──────── Trecho selecionado ────────

As candidaturas avulsas já foram possíveis no Brasil. Durante o Império e na Primeira República, não havia obrigatoriedade de filiação partidária para disputar cargos eletivos. A partir da Constituição de 1934, no entanto, passou-se a exigir a filiação a associações políticas para disputar eleições, como forma de institucionalizar a política.

Durante o Regime Militar, as candidaturas avulsas também eram formalmente proibidas e só era possível disputar eleições pelos partidos oficiais. Depois, a Constituição de 1988 manteve a exigência de filiação partidária para todos os cargos eletivos, como forma de organizar a representação política e o funcionamento do sistema democrático.

Com a possibilidade de candidaturas avulsas, políticos deixam de precisar do aval de partidos para concorrer aos cargos que almejam. O autor da ação em discussão no STF, Rodrigo Mezzomo, por exemplo, poderia ter concorrido ao cargo de prefeito do Rio de Janeiro em 2016.

O ex-presidente Jair Bolsonaro (PL) e a atual ministra Marina Silva também já poderiam ter se beneficiado com a candidatura avulsa. Bolsonaro enfrentou uma série de trocas de partido até chegar ao antigo PSL, onde conseguiu aval para concorrer à presidência da República em 2018. Se não houvesse a necessidade de estar filiado a um partido, Bolsonaro poderia ter concorrido com uma candidatura avulsa.

Marina Silva, por sua vez, se filiou ao PSB em outubro de 2013 depois que seu partido, a Rede Sustentabilidade, não conseguiu registro no Tribunal Superior Eleitoral para disputar as eleições de 2014. Naquele ano, Marina Silva foi, a princípio, vice na chapa encabeçada por Eduardo Campos (PSB). Ela só passou a ser candidata a presidente, como desejava, depois que Campos faleceu em um acidente de avião pouco antes do início da campanha.

Outro exemplo é o caso do empresário Pablo Marçal (PRTB), que teve a sua candidatura à presidência, em 2022, barrada pelo seu partido na época, o Pros. Depois do episódio, Marçal se filiou ao PRTB, que permitiu que ele concorresse ao cargo de prefeito de São Paulo, em 2024, e deve bancar uma nova candidatura à presidência em 2026.

O que dizem a legislação do Brasil e os tratados internacionais sobre as candidaturas avulsas ou independentes 

A discussão sobre candidaturas avulsas no Brasil coloca frente a frente a legislação nacional e os compromissos internacionais assumidos pelo país. Atualmente, a Constituição Federal e o Código Eleitoral determinam que todos os candidatos às eleições devem estar filiados a partidos políticos.  

Ao tratar dos direitos políticos, a Constituição aponta seis condições para elegibilidade, dentre elas, a necessidade de filiação partidária. Já no Código Eleitoral, a vedação é expressa. “É vedado o registro de candidatura avulsa, ainda que o requerente tenha filiação partidária”, diz o dispositivo da lei aprovada depois que o tema passou a ser tratado no STF.

────────

**Tarefas propostas:**
**1.** Liste todas as pessoas citadas pelo nome no trecho sobre candidaturas avulsas.
**2.** Resuma em duas frases o trecho sobre candidaturas avulsas.
**3.** De acordo com o trecho sobre candidaturas avulsas, por qual partido Jair Bolsonaro conseguiu aval para concorrer à presidência da República em 2018?

──────── Informações extraídas ────────

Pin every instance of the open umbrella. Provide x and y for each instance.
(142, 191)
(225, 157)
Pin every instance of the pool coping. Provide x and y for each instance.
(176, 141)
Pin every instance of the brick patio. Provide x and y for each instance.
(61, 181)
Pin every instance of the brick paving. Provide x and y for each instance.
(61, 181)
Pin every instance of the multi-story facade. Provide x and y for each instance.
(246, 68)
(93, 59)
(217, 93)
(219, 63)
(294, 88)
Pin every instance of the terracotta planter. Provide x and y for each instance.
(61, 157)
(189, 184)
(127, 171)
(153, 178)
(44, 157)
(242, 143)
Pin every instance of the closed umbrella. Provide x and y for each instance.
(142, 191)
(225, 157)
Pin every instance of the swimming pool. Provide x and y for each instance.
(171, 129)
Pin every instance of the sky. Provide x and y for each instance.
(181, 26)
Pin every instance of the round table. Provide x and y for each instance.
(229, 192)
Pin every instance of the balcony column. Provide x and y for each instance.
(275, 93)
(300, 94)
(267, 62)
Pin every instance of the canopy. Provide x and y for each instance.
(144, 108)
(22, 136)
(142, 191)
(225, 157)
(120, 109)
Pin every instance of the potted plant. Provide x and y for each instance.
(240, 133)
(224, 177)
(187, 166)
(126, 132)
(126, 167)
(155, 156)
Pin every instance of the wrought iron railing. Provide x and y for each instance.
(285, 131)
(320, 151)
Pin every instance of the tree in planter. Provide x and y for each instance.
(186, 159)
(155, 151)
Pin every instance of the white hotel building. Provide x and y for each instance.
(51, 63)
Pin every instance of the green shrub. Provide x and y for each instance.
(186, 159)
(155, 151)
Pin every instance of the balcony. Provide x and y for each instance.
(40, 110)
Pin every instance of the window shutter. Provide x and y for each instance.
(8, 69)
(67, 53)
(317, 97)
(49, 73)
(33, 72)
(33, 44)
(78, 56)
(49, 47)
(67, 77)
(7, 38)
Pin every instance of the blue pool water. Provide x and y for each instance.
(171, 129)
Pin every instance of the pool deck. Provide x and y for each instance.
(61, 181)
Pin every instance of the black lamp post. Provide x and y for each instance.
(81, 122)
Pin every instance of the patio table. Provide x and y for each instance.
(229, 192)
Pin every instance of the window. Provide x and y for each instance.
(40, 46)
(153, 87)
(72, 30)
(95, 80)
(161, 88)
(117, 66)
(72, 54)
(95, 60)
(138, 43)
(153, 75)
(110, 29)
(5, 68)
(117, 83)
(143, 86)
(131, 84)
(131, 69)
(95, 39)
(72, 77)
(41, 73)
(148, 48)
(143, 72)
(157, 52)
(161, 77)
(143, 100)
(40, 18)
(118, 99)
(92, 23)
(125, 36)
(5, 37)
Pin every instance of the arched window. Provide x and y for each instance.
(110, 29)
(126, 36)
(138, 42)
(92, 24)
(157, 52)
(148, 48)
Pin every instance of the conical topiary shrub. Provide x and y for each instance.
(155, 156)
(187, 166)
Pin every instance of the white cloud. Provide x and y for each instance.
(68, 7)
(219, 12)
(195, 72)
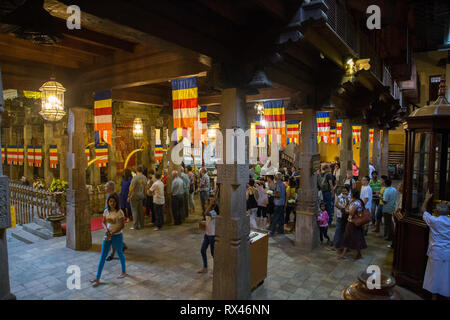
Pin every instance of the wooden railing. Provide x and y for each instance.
(28, 202)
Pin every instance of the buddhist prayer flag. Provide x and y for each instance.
(53, 156)
(30, 156)
(37, 156)
(185, 105)
(260, 132)
(275, 120)
(158, 147)
(332, 135)
(103, 115)
(338, 130)
(292, 131)
(19, 153)
(356, 134)
(101, 151)
(204, 124)
(323, 126)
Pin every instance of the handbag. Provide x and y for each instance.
(362, 218)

────────

**Soluções detalhadas:**
**1.** Rodrigo Mezzomo, Jair Bolsonaro, Marina Silva, Eduardo Campos e Pablo Marçal.

**2.** No Brasil, as candidaturas avulsas eram possíveis durante o Império e a Primeira República. A filiação partidária passou a ser exigida a partir da Constituição de 1934, exigência mantida pela Constituição de 1988 e hoje prevista na Constituição Federal e no Código Eleitoral, que veda expressamente o registro de candidatura avulsa, e o texto cita Rodrigo Mezzomo, Jair Bolsonaro e Marina Silva como políticos que poderiam ter se beneficiado dessa possibilidade.

**3.** Pelo antigo PSL.